SECÇÃO DE TEXTO:
*****

Perante as fragilidades da investigação da operação "influencer", a socióloga Maria de Lurdes Rodrigues, reitora do ISCTE - Instituto Universitário de Lisboa e ex-ministra de Educação de um governo socialista, alertou para a "excessiva interferência da justiça na vida política".
Os fracos indícios que levaram o juiz de instrução a deixar cair as medidas propostas pelo MP são vistos por Vital Moreira, constitucionalista, professor catedrático e antigo eurodeputado pelo PS, como uma "legal warfare" (guerra jurídica) do Ministério Público contra os políticos, num país em que "mais de 70% dos processos que são levantados são inconclusivos", segundo denúncia da reitora do ISCTE.
"A montanha pariu uma formiga", disse Magalhães Silva, advogado de um dos arguidos, depois de ouvir a decisão do juiz de instrução. "Este processo acabou aqui", sentenciou o advogado para quem a investigação fica manchada com vergonha.
"A partir do momento em que o que está em causa é um tráfico de influências com as características menores que este tem, mais a obtenção indevida de vantagem, nada disto tem que ver, o que quer que seja, com o primeiro-ministro", assegurou Magalhães e Silva que rematou "esta decisão põe fim ao delírio do Ministério Público".
Ainda de acordo com o constitucionalista Vital Moreira, muito duro nas críticas e nas acusações, "a «inventona» judiciária malevolamente construída pelo Ministério Público começa a desmoronar-se, mas o golpe de Estado que ela consubstanciava foi muito bem-sucedido, acrescentando à demissão do primeiro-ministro e do Governo, a interrupção da legislatura e a convocação de novas eleições («cortesia» do PR), sem esperar por nenhuma avaliação judicial da solidez da construção imaginária do MP".
Enquanto a direita (PSD-Partido Social Democrata) e sua extrema (Iniciativa Liberal e Chega) se junta ao Sindicato dos Magistrados do Ministério Público, na defesa do MP, evidenciando satisfação com a referida operação, vozes dentro da própria PGR, questionam a actuação das autoridades judiciárias.
Em artigo no jornal Público, a procuradora geral adjunta Maria José Fernandes questiona "como foi possível chegar até aqui", ou seja, "à tomada de decisões que provocaram uma monumental crise política e cujas consequências vão ainda no adro".
Também a procuradora Cândida Almeida, antiga directora do Departamento Central de Investigação e Acção Penal (DCIAP), indagou a actuação da justiça e condenou o facto de a PGR ter divulgado o inquérito contra o primeiro-ministro.

*****

DADOS DO EXERCÍCIO:
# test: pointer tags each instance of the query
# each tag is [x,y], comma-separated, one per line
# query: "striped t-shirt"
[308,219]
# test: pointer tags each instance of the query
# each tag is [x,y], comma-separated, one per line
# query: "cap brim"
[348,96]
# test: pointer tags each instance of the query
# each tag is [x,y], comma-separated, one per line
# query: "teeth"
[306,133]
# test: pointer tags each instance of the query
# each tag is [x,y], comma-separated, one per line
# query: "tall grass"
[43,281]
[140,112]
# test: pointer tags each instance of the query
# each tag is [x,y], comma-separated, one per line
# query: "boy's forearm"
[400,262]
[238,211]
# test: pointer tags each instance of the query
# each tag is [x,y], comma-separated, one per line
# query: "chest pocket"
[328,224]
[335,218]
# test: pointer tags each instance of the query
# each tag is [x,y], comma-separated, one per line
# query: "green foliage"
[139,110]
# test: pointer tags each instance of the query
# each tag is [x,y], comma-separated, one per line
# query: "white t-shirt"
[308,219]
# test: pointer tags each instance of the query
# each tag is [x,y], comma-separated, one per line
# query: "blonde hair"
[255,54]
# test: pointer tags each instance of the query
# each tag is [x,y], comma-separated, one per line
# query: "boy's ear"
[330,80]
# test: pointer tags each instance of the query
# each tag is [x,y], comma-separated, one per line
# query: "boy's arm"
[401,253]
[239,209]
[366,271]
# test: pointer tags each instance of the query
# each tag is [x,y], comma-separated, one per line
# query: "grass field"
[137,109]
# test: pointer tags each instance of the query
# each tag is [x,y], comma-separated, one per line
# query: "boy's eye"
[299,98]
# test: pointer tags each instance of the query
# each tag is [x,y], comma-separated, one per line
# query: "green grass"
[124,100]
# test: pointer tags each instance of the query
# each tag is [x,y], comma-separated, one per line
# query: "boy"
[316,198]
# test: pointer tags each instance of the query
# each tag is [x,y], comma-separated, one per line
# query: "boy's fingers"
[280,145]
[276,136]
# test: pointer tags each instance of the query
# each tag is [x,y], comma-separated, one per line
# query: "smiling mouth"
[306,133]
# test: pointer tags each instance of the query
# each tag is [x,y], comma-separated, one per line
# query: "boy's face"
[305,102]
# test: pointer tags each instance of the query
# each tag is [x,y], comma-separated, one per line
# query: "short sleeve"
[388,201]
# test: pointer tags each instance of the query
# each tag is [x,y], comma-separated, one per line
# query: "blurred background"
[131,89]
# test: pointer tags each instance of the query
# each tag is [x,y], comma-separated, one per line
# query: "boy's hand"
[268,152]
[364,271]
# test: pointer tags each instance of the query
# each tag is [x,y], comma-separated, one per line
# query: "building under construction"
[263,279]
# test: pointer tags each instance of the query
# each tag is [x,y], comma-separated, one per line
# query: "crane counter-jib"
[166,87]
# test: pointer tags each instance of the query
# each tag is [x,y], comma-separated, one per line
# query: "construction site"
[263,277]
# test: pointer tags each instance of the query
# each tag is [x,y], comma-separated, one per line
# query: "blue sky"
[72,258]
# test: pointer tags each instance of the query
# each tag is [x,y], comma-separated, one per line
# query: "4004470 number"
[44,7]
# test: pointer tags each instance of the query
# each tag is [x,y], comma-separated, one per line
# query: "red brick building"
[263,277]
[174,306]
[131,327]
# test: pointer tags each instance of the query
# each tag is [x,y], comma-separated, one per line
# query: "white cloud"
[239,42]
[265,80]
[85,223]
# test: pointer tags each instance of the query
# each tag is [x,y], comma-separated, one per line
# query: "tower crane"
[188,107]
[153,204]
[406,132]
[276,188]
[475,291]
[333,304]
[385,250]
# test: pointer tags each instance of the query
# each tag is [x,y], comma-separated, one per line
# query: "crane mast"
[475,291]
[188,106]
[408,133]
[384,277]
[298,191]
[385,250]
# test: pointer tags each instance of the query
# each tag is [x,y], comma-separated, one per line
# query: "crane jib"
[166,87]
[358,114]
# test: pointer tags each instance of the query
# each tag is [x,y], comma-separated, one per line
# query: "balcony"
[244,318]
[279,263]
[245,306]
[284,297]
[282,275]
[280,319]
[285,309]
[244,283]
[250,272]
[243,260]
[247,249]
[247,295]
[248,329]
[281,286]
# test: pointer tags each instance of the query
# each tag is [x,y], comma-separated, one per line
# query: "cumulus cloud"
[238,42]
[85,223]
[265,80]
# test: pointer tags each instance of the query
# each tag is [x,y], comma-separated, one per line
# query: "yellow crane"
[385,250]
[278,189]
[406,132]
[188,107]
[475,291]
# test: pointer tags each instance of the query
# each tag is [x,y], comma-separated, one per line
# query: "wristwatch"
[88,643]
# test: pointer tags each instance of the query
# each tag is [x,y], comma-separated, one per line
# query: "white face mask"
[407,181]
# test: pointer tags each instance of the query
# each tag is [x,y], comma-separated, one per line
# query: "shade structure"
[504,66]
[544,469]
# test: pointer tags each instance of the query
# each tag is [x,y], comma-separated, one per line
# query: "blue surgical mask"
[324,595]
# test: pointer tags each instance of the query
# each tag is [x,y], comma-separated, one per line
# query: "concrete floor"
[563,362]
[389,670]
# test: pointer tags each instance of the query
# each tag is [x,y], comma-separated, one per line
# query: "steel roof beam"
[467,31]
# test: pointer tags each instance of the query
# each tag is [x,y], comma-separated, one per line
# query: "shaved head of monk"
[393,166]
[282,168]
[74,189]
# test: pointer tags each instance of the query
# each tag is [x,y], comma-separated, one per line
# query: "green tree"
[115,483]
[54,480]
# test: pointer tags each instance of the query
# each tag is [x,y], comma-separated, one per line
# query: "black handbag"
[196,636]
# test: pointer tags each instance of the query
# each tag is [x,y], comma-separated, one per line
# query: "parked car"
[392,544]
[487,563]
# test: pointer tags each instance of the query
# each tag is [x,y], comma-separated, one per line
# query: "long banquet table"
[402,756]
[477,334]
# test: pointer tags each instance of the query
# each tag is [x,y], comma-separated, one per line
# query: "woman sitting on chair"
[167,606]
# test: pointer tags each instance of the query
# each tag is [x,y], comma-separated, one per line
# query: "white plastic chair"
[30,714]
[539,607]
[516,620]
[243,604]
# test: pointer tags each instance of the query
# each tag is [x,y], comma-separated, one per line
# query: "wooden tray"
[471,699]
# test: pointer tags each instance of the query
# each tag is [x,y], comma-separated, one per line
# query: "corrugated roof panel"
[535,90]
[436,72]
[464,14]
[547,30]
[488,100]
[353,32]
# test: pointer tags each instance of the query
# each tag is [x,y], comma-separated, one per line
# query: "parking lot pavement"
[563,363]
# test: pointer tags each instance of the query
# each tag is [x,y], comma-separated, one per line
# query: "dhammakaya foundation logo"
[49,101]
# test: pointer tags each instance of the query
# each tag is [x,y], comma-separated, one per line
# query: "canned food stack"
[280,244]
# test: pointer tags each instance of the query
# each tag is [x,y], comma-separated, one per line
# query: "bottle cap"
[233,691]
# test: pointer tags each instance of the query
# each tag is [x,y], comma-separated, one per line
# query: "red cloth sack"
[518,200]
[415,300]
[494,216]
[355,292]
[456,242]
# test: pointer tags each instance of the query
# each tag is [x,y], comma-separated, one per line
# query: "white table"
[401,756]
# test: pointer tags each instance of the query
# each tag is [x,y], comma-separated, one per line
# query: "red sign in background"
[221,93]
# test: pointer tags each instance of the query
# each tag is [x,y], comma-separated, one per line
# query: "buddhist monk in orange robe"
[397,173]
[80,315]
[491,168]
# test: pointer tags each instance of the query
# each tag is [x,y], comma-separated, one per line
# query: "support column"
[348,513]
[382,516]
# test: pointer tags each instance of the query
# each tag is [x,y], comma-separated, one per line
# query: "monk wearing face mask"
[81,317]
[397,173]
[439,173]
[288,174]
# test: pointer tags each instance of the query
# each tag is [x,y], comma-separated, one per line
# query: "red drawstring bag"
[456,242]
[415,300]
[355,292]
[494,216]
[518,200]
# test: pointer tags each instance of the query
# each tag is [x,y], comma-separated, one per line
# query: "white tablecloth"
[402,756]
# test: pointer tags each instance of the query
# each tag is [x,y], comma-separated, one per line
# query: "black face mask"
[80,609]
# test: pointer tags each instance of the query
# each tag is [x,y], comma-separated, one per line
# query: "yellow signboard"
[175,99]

*****

OBJETIVOS:
a - Reúna, sem alterações, todas as linhas da listagem em que surge a palavra "construction".
b - Retome o texto sobre as críticas à operação "influencer" e ao Ministério Público, continuando-o a partir da última frase apresentada.

RESULTADOS POR ORDEM:
a -
# query: "building under construction"
# query: "construction site"

b -
Falando em "Democracia sufocada", Cândida Almeida, assegura, em artigo publicado no Jornal de Notícias, que "pela primeira vez na história da nossa liberdade assiste-se de forma grave e perigosa a uma negativa conexão entre a Justiça e a Política. Receio que a nossa democracia não esteja de boa saúde".
Neste contexto, Vital Moreira questiona se, depois desse primeiro chumbo judicial, "faz sentido manter em suspenso a outra peça do golpe de Estado ainda em curso, que é abertura de inquérito penal ao primeiro-ministro, quando o seu objetivo (a demissão) já foi conseguido"
Sublinhando que não há qualquer indício de corrupção em relação aos membros do Governo visados, o constitucionalista e professor catedrático acusa os procuradores do Ministério Público envolvidos na operação de transformarem uma simples operação de lobby empresarial num caso criminal.
Por seu turno, Miguel Sousa Tavares, jornalista e escritor, acusa a procuradora geral da República com o seu parágrafo "assassino", em que anuncia investigações ao primeiro-ministro, de "ser a responsável pela crise política, ao provocar a demissão de António Costa e ao dar ao Presidente da República a oportunidade de dissolver o Parlamento e interromper a legislatura".
Por isso, Sousa Tavares, que revelou não ter votado nesse Governo, pede a demissão de Lucília Gago líder do Ministério Público que produziu um comunicado "sem pés nem cabeça", na expressão de José Miguel Júdice, antigo bastonário da Ordem dos Advogados e ex-dirigente do PSD.
As sondagens mostram que a ideia de cabala argumentada por muitos fazedores de opinião e senadores da política portuguesa está a fazer caminho junto da opinião pública, justificando, dessa forma, a liderança do PS nas sondagens, a três meses das eleições e antes dos socialistas escolherem para líder Pedro Nuno Santos, deputado e antigo ministro das Infra-estruturas ou José Luís Carneiro, actual ministro de Administração Interna.
As sondagens também evidenciam o PSD de Luís Montenegro incapaz de descolar e atingir a preferência dos portugueses para governar Portugal o que pode significar que o centro político do País, que decide as eleições, acompanha as teorias da conspiração.
Tudo indica que o grande vencedor da realização de eleições antecipadas será a extrema direita racista e xenófoba que vai crescer também porque beneficia de um processo de normalização encetado pelo PSD.

Abarcando muito do voto de protesto, os populistas do Chega encontram na realização de eleições na sequência de uma investigação judiciária, alegadamente contra a corrupção no Governo e envolvendo personalidades próximas do primeiro ministro e o próprio, como o estandarte da sua campanha.

Num momento em que a economia portuguesa dá sinais de recuperação com o rating do País a subir, passando de Baa2 para A3 com perspectiva "estável" (de acordo com Moody"s, terceira agência a rever em alta a notação do País este ano), e que Paul Krugman, prémio Nobel da Economia, classifica Portugal como um "milagre económico", a realização de eleições antecipadas pode resultar num berbicacho susceptível de criar uma crise económica de consequências imprevisíveis.

Os dados disponíveis assinalam que nenhum partido conseguirá vencer por maioria absoluta, o que significa que governará quem conseguir formar uma coligação maioritária no Parlamento.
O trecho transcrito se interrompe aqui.